» REQUIRED WORK:
Repeat the entire listing exactly as written.

» RECORDS SUPPLIED:
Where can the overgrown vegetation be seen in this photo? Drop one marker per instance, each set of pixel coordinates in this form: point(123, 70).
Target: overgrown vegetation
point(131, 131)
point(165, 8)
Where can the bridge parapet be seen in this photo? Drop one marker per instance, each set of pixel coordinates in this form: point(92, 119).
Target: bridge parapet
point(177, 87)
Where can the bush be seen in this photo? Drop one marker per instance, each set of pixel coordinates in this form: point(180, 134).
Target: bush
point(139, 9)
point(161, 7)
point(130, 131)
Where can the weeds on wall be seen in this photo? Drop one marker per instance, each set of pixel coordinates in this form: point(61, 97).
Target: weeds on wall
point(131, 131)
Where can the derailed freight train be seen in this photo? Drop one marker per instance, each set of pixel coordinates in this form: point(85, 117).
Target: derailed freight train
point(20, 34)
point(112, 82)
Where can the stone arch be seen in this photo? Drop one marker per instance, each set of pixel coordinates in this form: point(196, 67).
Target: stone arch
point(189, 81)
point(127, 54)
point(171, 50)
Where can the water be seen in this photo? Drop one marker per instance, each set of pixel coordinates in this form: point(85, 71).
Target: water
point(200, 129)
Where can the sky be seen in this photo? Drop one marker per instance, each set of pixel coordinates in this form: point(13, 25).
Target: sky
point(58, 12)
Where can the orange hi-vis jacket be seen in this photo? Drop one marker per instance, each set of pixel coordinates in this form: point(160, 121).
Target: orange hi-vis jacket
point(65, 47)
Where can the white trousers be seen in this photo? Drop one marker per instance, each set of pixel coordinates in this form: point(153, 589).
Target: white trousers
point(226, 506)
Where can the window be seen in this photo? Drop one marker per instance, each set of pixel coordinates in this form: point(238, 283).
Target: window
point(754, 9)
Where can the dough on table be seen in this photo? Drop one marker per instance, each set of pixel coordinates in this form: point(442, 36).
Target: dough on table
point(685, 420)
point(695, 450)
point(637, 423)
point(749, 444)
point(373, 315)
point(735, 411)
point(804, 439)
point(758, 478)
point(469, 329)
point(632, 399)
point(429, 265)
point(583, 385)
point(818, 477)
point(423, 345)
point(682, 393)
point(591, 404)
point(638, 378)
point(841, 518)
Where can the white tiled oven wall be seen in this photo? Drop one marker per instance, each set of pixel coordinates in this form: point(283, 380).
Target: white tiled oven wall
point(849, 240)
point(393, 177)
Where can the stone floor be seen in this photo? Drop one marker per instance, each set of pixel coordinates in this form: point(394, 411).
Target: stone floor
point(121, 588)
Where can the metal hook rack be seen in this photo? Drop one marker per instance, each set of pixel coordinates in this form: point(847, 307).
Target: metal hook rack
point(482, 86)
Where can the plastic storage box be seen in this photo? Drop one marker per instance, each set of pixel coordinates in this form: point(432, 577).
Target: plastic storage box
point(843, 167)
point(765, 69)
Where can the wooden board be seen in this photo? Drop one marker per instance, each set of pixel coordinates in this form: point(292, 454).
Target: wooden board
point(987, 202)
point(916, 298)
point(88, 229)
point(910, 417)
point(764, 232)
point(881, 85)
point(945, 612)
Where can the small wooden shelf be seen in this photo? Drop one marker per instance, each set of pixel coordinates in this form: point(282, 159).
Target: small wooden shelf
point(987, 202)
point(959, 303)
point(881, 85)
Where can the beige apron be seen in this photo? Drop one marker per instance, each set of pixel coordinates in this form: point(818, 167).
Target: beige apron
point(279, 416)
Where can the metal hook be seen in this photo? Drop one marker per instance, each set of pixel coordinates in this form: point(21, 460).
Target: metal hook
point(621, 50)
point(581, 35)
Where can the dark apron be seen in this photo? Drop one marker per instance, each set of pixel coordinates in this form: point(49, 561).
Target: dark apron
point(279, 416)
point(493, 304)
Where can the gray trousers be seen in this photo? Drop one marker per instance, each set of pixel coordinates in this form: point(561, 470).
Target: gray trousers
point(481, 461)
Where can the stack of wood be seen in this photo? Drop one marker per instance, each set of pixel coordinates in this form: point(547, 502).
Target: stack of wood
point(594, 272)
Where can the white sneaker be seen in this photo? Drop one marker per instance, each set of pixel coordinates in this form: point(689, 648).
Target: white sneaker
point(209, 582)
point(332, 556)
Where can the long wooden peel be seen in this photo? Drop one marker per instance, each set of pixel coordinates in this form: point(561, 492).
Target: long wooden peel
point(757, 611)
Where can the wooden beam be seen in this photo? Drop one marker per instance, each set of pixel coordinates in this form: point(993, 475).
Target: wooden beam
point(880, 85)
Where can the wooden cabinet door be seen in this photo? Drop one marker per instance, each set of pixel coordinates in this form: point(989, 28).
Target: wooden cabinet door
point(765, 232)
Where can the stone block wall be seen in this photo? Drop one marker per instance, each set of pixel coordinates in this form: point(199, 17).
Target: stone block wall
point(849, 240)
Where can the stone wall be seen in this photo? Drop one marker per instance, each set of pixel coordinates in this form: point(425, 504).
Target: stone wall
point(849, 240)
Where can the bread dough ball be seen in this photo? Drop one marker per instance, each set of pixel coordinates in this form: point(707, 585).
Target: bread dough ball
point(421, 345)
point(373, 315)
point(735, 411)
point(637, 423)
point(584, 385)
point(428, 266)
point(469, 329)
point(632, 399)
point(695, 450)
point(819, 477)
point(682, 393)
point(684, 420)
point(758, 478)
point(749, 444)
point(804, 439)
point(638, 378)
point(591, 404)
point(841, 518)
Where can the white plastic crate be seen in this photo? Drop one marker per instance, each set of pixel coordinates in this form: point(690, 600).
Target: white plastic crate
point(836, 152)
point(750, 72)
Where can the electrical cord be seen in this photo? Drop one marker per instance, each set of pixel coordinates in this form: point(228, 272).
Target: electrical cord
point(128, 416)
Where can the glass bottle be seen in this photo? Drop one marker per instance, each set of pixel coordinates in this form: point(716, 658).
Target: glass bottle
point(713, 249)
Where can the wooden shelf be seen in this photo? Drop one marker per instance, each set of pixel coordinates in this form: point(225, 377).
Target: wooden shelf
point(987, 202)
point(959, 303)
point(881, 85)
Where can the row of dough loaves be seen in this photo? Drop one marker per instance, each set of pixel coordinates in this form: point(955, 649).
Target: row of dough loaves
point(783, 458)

» EXERCISE SOLUTION:
Where can the overgrown vegetation be seen in this photo? Drop one marker per instance, each set of pixel coordinates in this form: point(123, 70).
Target: overgrown vegetation
point(131, 131)
point(165, 8)
Where can the bridge parapet be seen in this photo? Drop one marker per instance, each set of pixel coordinates in this form: point(92, 119).
Target: bridge parapet
point(177, 87)
Where can the bush be seen in this photo? Drop one marker per instance, each set of pixel coordinates in this form: point(180, 134).
Target: bush
point(139, 9)
point(161, 7)
point(130, 131)
Where can the weeds on wall be seen in this photo? Drop one marker per instance, each set of pixel coordinates in this form: point(61, 97).
Target: weeds on wall
point(131, 131)
Where can the derailed freight train be seen in this photo? Drop one marker per instance, each set of pixel coordinates in this form: point(85, 117).
Target: derailed freight train
point(20, 34)
point(112, 82)
Where can the stone arch be seen in this photo? Drop one marker per instance, each set of pixel coordinates in this form: point(196, 67).
Target: stone arch
point(189, 81)
point(127, 54)
point(171, 50)
Where can the water be seen in this photo? Drop one marker per instance, each set of pixel coordinates in this form: point(85, 71).
Target: water
point(200, 129)
Where can the sky be seen in this photo? Drop one marker per instance, each set of pixel coordinates in this form: point(13, 25).
Target: sky
point(58, 12)
Where can the orange hi-vis jacket be seen in this photo? Drop one marker per instance, each set of pixel coordinates in this form: point(160, 121).
Target: orange hi-vis jacket
point(65, 47)
Where can the white trousers be seen in this photo? Drop one marker per instance, each set of pixel coordinates in this form: point(153, 589).
Target: white trousers
point(226, 506)
Where can the window be seen in this photo? Drop one marker per instance, each set of pixel coordinates in this form: point(238, 283).
Target: window
point(754, 9)
Where can the dough on table be seen in this photo? Drop one marker per instance, each set of pixel coordinates in this form: point(442, 36).
Target: dough on table
point(685, 420)
point(695, 450)
point(637, 423)
point(749, 444)
point(373, 315)
point(735, 411)
point(804, 439)
point(758, 478)
point(469, 329)
point(632, 399)
point(429, 265)
point(583, 385)
point(818, 477)
point(423, 345)
point(682, 393)
point(591, 404)
point(638, 378)
point(841, 518)
Where can the white tiled oven wall be seen in this photo? Drop one marker per instance, each set of pixel coordinates in this form: point(283, 380).
Target: white tiled oven wall
point(849, 240)
point(393, 177)
Where can the stone floor be seen in this photo? Drop one marker per instance, each set of pixel coordinates in this form: point(394, 411).
Target: stone floor
point(121, 588)
Where can the metal hook rack be seen in this photo? Drop one marker per instance, each set of pixel coordinates in this form: point(847, 307).
Target: metal hook rack
point(482, 86)
Where can the plastic storage box be seen in this photo? Drop one marker per instance, each set of pixel coordinates in this form: point(432, 577).
Target: plastic storage box
point(843, 167)
point(765, 69)
Where can the wooden board be seen in this photo? Drop one marker per instance, each set of pixel coordinates in this form: point(292, 454).
Target: wooden board
point(987, 202)
point(916, 298)
point(88, 229)
point(910, 417)
point(764, 232)
point(881, 85)
point(945, 612)
Where can the small wooden shelf be seen in this photo? Drop one marker per instance, each set of pixel coordinates in this form: point(282, 159).
Target: small wooden shelf
point(987, 202)
point(959, 303)
point(881, 85)
Where can the beige apron be seen in this photo? Drop one marker per instance, each set of pixel coordinates in this form: point(818, 167).
Target: beige apron
point(279, 416)
Where can the metal hook be seen in this photo? Drop one marker per instance, each set of pixel coordinates in this form: point(21, 460).
Target: metal hook
point(621, 50)
point(581, 35)
Where can the dark apron be seen in this photo? Drop one marker per instance, each set of pixel coordinates in this form: point(49, 561).
Target: dark apron
point(279, 416)
point(493, 304)
Where can the gray trousers be seen in this photo? Drop one marker per instance, each set of pixel coordinates in this form: point(561, 470).
Target: gray trousers
point(481, 461)
Where can the stack of wood be seen in this photo? Drop one marker per instance, each set of pixel coordinates in this form: point(547, 502).
Target: stack of wood
point(594, 272)
Where can the white sneaker be seen in this photo? Drop one marker per instance, each set of pixel coordinates in this form: point(689, 648).
Target: white sneaker
point(209, 582)
point(332, 556)
Where can the long wooden peel be seen in this photo? Drop one marker per instance, each set of pixel coordinates in this form: point(561, 492).
Target: long wooden peel
point(757, 611)
Where can the wooden beam be seen in this photo? Drop one marker per instance, each set of pixel coordinates in this form: point(993, 475).
Target: wooden beam
point(880, 85)
Where can the wooden cabinet door be seen in this photo? Drop one marker per instance, each set of pixel coordinates in this form: point(989, 28).
Target: wooden cabinet door
point(765, 232)
Where can the stone block wall be seen in this photo? Drop one marker per instance, each set of pixel coordinates in this form: point(199, 17).
Target: stone block wall
point(849, 240)
Where can the stone wall be seen in this photo? Drop one marker per instance, each set of pixel coordinates in this form: point(425, 504).
Target: stone wall
point(849, 240)
Where can the bread dough ball be seen in this photo? Drop one marker per instance, each set of pixel coordinates in this form: point(707, 585).
Target: bread dough ball
point(421, 345)
point(373, 315)
point(735, 411)
point(637, 423)
point(584, 385)
point(428, 266)
point(469, 329)
point(632, 399)
point(695, 450)
point(819, 477)
point(682, 393)
point(684, 420)
point(758, 478)
point(749, 444)
point(804, 439)
point(638, 378)
point(591, 404)
point(841, 518)
Where can the white plastic crate be seen in this photo? Drop one marker per instance, each set of pixel coordinates in this form: point(690, 600).
Target: white plastic crate
point(836, 152)
point(750, 72)
Where can the electrical cord be seen in this photo? Drop one marker per instance, each set of pixel coordinates in this form: point(228, 272).
Target: electrical cord
point(128, 416)
Where can the glass bottle be seen in this photo? Drop one marker per instance, each set of pixel coordinates in this form: point(716, 658).
Target: glass bottle
point(713, 249)
Where can the wooden shelf be seen in this photo? Drop one marker per instance, each set of pixel coordinates in this form: point(225, 377).
Target: wooden shelf
point(987, 202)
point(959, 303)
point(881, 85)
Where can the row of dough loaves be seen in this photo? Drop one marker per instance, each set of pixel coordinates in this form: point(955, 649).
Target: row of dough loaves
point(783, 458)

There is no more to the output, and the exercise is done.